Released: June 8, 2020
Tribunal File Number: 19-000774/AABS
In the matter of an Application pursuant to subsection 280(2) of the Insurance Act, RSO 1990, c I.8., in relation to statutory accident benefits
Between:
Z. E. A. R.
Applicant
and
Gore Mutual Insurance Company
Respondent
DECISION
ADJUDICATOR:
Brian Norris
APPEARANCES:
For the Applicant:
Paul DeLuca, Counsel
For the Respondent:
David Raposo, Counsel
HEARD:
By way of written submissions
OVERVIEW
1The applicant was injured in an automobile accident on February 28, 2016 and sought benefits from the respondent pursuant to Statutory Accident Benefits Schedule - Effective September 1, 2010, O. Reg. 34/10 (the “Schedule”). The respondent refused to pay for certain benefits and the applicant applied to the Licence Appeal Tribunal - Automobile Accident Benefits Service (the “Tribunal”) for resolution of this dispute.
ISSUES
2The disputed claims in this hearing are:
(i) Did the applicant sustain predominantly minor injuries as defined under the Schedule?
(ii) Is the applicant entitled to medical benefits recommended in treatment and assessment plans as follows;
(a) $5,212.00 for physiotherapy services recommended in a plan dated December 7, 2018;
(b) $5,200.00 for chiropractic services recommended in a plan dated December 7, 2018; and
(c) $4,373.10 for a psychological assessment recommended in a plan dated December 7, 2018?
(iii) Is the applicant entitled to interest on the overdue payment of benefits?

- [GIVEN DATA]:
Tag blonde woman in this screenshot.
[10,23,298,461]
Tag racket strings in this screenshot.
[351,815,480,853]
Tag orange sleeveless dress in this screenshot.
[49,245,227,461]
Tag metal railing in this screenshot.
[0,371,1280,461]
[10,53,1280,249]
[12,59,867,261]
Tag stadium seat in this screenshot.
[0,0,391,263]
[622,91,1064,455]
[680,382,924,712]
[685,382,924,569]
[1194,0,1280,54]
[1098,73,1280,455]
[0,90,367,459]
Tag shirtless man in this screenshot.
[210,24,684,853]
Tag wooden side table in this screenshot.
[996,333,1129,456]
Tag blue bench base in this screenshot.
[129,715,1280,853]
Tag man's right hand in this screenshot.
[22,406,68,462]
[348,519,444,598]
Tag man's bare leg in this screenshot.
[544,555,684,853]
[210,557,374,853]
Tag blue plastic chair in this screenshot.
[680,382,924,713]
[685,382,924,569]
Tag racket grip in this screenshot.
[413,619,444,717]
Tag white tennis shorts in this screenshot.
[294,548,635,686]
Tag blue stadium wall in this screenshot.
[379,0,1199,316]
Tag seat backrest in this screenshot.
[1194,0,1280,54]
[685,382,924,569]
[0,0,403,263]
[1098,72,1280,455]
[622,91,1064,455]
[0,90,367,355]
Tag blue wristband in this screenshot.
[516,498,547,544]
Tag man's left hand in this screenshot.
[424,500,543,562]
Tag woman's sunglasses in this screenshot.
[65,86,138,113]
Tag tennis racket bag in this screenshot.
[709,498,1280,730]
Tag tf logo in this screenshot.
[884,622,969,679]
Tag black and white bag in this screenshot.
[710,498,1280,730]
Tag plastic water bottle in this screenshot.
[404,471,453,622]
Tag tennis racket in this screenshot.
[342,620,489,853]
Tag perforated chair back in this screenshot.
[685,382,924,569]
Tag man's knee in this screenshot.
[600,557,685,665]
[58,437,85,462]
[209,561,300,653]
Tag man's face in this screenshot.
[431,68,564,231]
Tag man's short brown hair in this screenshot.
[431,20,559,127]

- [WHAT TO DO]:
[1] From the tribunal decision, extract everything from "(ii) Is the" down to "payment of benefits?".
[2] According to the tribunal decision, on what date was the applicant injured in the automobile accident?
[3] Pick up the tribunal decision where it stops and write what follows.

- [RESULTS]:
[1]
(ii) Is the applicant entitled to medical benefits recommended in treatment and assessment plans as follows;
(a) $5,212.00 for physiotherapy services recommended in a plan dated December 7, 2018;
(b) $5,200.00 for chiropractic services recommended in a plan dated December 7, 2018; and
(c) $4,373.10 for a psychological assessment recommended in a plan dated December 7, 2018?
(iii) Is the applicant entitled to interest on the overdue payment of benefits?

[2] February 28, 2016

[3]
RESULT
3The applicant suffered psychological injuries which are not included in the minor injury definition, but he is not entitled to the physiotherapy and chiropractic treatment plans.
4The applicant is entitled to the psychological assessment, subject to the funding limit of $2,000.00 for any one assessment.
5No interest is payable as no payments went overdue.
BACKGROUND
6The applicant, a minor, was a rear-seat passenger of a vehicle which was struck from behind. He did not attend at the hospital following the accident, nor did he immediately visit his family physician, Dr. A. Tak. His first visit with Dr. Tak following the accident occurred on December 12, 2016, but the applicant made no accident-related complaints to Dr. Tak during that visit. He saw Dr. Tak again on February 1, 2018, almost a year following the accident, and complained of a being afraid of being in a car.
7The applicant claims his fear of being in a car, a psychological injury, is not included in the minor injury definition. He also claims entitlement to three treatment and assessment plans dated December 7, 2018. The treatment plans consist of chiropractic and physiotherapy treatment (“the physical treatment plans”) and a proposal for a psychological assessment.
THE MINOR INJURY GUIDELINE
8The Minor Injury Guideline (the “MIG”) establishes a treatment framework available to injured persons who sustain a minor injury as a result of an accident. A “minor injury” is defined in the Schedule and includes sprains, strains, whiplash associated disorder, contusion, abrasion, laceration or subluxation and any clinically associated sequelae. The MIG provides that a strain is an injury to one or more muscles and includes a partial tear. Minor injuries are subject to the treatment methodologies outlined in the MIG and, under section 18 of the Schedule, injuries that are defined as minor are subject to a $3,500.00 funding limit on treatment.
9If an insurer deems an applicant’s injuries to be minor in nature, the responsibility is on the applicant to establish that the MIG, and the related funding limit, should not apply.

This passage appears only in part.